Text provided.
┄┄┄┄┄┄┄┄┄┄┄┄┄┄┄┄┄┄┄┄
I still think of Luc Besson’s Léon, (1994) with affection despite the plot being one hell hole of an immoral tale. A solitary professional hit man, (the great Jean Reno, chin stubble de rigueur) reluctantly befriends a little girl, (12 year-old Natalie Portman) in the apartment block where they live, and then teaches her how to assassinate people, after she witnesses the massacre of her abusive parents. For some reason Besson thinks it more acceptable to have nasty parents wiped out as opposed to those who are loving and caring. And hey, what’s wrong with teaching a minor to shoot straight?
On the other hand, I look back at his Joan of Arc biography The Messenger, (1999) and see a director completely out of control, politically all over the place, unable to hold tight to the narrative’s trajectory, or give characters more than a cursory backstory. The project had all the hallmarks of a ‘special’ conceived for a muse.
┄┄┄┄┄┄┄┄┄┄┄┄┄┄┄┄┄┄┄┄
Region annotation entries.
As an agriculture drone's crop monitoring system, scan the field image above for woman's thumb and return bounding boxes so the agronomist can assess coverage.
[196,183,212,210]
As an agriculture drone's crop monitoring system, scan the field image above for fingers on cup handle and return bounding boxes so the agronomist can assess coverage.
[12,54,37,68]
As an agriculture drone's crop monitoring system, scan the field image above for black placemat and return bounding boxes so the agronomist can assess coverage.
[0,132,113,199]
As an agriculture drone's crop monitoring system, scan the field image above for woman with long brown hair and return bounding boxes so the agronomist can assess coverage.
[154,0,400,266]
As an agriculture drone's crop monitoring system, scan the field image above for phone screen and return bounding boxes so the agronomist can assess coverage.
┄┄┄┄┄┄┄┄┄┄┄┄┄┄┄┄┄┄┄┄
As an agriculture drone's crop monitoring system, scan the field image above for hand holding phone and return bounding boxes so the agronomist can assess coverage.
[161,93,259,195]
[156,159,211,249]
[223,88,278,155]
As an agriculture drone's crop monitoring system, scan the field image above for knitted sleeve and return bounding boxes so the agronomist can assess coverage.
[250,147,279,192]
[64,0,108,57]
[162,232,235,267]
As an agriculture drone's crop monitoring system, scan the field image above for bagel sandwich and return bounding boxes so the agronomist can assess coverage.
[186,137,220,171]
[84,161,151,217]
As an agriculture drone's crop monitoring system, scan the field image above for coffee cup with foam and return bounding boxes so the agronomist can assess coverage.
┄┄┄┄┄┄┄┄┄┄┄┄┄┄┄┄┄┄┄┄
What is being asked.
Answer these questions from the commentary on Luc Besson's films, one answer per line and marked to match:
1. Who plays the hit man in Léon?
2. How old is Natalie Portman stated to be?
3. What is the title of Besson's Joan of Arc biography, and in what year was it released?

Solution for this task.
1. Jean Reno
2. 12 years old
3. The Messenger, 1999